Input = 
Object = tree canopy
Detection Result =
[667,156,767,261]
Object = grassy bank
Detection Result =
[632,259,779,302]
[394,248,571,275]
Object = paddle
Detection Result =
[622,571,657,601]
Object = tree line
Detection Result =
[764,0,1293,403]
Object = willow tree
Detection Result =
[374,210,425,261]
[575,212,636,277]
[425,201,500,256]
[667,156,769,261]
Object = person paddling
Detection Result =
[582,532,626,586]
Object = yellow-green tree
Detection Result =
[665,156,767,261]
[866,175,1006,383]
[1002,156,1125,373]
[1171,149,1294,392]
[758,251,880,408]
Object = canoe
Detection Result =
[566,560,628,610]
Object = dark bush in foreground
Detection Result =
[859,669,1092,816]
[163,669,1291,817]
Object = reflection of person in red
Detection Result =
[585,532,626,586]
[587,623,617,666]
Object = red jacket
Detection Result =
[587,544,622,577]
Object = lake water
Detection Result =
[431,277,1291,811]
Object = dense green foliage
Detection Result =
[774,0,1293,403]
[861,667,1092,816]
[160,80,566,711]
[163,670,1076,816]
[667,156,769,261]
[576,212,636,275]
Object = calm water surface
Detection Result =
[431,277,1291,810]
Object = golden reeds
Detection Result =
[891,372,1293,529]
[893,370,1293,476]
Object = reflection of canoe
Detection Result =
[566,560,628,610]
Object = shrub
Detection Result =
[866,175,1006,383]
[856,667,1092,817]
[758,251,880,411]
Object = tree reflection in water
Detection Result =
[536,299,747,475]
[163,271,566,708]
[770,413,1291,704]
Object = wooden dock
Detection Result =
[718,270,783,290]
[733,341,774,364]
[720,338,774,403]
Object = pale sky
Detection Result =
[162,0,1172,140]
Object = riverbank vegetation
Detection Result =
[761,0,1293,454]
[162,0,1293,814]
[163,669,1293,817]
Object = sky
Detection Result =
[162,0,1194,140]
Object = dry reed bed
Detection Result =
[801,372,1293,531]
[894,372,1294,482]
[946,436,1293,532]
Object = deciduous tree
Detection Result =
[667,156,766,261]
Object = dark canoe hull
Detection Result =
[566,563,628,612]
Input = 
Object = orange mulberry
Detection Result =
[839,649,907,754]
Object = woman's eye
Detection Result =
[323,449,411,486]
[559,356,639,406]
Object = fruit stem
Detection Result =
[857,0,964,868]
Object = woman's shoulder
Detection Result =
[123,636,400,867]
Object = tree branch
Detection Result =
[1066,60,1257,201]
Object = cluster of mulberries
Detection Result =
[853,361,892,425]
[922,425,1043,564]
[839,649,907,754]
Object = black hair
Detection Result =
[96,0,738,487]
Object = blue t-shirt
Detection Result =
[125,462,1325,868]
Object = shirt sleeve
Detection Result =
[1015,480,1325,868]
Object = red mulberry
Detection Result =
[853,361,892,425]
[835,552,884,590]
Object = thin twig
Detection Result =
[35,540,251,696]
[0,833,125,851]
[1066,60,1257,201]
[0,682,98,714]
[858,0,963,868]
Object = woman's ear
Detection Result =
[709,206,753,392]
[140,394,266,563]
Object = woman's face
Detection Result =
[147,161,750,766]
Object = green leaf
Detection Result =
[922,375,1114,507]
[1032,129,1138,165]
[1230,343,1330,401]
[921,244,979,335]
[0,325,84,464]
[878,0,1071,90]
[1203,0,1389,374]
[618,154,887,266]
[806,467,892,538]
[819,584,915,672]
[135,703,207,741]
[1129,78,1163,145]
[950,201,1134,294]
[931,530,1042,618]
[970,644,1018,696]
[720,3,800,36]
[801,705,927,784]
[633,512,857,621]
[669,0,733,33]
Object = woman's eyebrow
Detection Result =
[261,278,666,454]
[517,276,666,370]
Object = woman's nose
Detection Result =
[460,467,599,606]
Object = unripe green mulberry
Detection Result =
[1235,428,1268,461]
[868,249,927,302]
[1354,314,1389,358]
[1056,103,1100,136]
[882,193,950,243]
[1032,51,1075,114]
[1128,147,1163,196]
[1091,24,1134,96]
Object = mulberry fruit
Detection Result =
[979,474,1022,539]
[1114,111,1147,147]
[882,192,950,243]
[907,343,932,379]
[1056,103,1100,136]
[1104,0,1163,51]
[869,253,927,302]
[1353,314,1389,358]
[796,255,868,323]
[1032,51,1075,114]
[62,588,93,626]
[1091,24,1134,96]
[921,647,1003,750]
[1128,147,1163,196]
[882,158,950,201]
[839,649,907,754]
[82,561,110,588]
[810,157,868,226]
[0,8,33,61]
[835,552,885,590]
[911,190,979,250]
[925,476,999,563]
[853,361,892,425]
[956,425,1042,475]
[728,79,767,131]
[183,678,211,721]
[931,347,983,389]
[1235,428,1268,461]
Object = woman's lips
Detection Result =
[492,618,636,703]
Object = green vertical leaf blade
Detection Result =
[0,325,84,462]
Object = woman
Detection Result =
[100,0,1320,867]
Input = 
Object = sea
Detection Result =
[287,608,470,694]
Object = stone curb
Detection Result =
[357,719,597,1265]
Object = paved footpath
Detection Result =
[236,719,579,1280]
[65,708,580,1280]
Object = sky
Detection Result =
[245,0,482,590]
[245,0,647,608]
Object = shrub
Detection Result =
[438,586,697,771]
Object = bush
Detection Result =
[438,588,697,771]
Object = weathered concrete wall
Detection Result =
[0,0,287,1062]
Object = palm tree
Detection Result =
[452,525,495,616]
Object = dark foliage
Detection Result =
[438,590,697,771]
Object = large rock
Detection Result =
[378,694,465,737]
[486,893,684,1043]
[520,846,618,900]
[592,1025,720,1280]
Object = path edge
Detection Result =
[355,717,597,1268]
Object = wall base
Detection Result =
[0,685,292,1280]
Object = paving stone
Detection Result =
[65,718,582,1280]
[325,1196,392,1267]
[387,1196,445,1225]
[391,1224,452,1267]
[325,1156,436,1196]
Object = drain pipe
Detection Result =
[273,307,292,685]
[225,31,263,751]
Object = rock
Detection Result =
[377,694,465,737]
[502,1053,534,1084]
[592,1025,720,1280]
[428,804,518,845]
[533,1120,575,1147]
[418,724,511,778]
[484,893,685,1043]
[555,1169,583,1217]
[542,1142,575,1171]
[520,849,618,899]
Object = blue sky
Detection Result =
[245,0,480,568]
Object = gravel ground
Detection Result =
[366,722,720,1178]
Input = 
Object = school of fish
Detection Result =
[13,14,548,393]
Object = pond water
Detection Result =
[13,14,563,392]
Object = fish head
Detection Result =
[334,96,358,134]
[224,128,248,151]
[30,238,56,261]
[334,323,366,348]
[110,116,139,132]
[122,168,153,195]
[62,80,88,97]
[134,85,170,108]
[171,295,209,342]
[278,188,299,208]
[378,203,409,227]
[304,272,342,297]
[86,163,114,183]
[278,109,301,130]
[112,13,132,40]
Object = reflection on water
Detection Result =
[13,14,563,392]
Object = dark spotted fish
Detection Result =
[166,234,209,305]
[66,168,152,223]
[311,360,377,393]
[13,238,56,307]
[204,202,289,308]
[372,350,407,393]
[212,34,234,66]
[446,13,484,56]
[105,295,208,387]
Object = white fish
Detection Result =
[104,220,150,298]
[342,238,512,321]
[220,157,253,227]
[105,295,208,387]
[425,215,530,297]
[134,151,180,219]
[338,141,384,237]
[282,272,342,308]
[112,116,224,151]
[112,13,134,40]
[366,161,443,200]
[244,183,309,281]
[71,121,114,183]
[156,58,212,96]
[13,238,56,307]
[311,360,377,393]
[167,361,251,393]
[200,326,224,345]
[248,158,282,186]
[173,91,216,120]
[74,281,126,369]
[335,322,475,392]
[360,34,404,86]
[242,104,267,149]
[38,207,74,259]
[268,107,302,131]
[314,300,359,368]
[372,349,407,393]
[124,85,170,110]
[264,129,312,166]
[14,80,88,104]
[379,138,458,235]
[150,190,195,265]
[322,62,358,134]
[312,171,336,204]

════════

- **Aim of the task**:
Copy out, with no changes, the stretch of the records from the line containing "Object = pale sky" through the line containing "[147,161,750,766]", including both of those lines.

- **Correct answer**:
Object = pale sky
Detection Result =
[162,0,1172,140]
Object = riverbank vegetation
Detection Result =
[761,0,1293,454]
[162,0,1293,814]
[163,669,1293,817]
Object = sky
Detection Result =
[162,0,1194,140]
Object = dry reed bed
Detection Result =
[801,372,1293,531]
[894,372,1294,482]
[946,436,1293,532]
Object = deciduous tree
Detection Result =
[667,156,766,261]
Object = dark canoe hull
Detection Result =
[566,563,628,612]
Input = 
Object = orange mulberry
Detection Result =
[839,649,907,754]
Object = woman's eye
Detection Result =
[323,449,411,486]
[559,356,639,406]
Object = fruit stem
Detection Result =
[857,0,964,868]
Object = woman's shoulder
Detection Result =
[123,636,400,867]
Object = tree branch
Detection Result =
[1066,60,1257,201]
Object = cluster of mulberries
Detection Result =
[853,361,892,425]
[922,425,1043,564]
[839,649,907,754]
Object = black hair
Detection Result =
[96,0,738,487]
Object = blue t-shirt
Detection Result =
[125,462,1325,868]
Object = shirt sleeve
Detection Result =
[1015,480,1325,868]
Object = red mulberry
Detection Result =
[853,361,892,425]
[835,552,884,590]
Object = thin twig
Detection Result =
[35,540,251,696]
[0,833,125,851]
[1066,60,1257,201]
[0,682,98,714]
[858,0,963,868]
Object = woman's ear
Detection Result =
[709,206,753,392]
[140,394,266,563]
Object = woman's face
Detection Result =
[147,161,750,766]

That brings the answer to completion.